SHORT TASK ::
Gather every line in the records below that contains the word "like", and treat uppercase and lowercase letters as different.

TASK INPUTS ::
^^^^

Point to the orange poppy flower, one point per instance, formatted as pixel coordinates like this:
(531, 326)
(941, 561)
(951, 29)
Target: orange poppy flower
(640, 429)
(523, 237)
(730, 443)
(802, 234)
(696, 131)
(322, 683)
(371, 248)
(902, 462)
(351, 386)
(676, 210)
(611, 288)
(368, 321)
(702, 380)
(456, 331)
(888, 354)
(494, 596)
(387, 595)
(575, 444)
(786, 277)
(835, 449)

^^^^

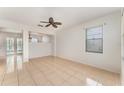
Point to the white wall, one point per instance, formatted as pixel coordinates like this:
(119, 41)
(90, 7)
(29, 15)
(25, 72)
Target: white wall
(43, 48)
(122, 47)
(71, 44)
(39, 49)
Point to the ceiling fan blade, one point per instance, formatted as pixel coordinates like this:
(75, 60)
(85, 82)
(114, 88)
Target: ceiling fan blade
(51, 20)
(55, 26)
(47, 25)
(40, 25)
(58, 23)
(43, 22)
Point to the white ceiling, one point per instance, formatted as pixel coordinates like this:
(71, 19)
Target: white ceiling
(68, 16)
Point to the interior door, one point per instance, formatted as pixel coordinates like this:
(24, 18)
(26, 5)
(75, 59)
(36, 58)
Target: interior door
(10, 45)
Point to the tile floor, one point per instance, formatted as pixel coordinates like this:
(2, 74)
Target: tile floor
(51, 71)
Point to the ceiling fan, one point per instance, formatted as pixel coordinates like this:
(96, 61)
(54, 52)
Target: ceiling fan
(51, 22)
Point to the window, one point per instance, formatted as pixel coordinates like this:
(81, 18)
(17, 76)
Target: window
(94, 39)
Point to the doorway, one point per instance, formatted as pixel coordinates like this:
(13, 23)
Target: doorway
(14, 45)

^^^^

OUTPUT BELOW ::
Point to the orange poppy flower, one point per instance, formatted as pixel coordinates like this:
Point to the white wall, one point per instance, formatted as pixel coordinates like this:
Point to the ceiling fan blade, one point per instance, formatted as pixel coordinates like this:
Point to the white ceiling, one point per instance, formatted as pixel coordinates like this:
Point to the interior door, one point per instance, formatted as pixel coordinates like this:
Point to the tile floor, one point per instance, formatted as pixel coordinates like this:
Point to the ceiling fan, one point per instance, formatted as pixel coordinates like this:
Point to the window, one point per instance, formatted as pixel coordinates like this:
Point to the doorway, one point per instance, formatted as pixel coordinates like this:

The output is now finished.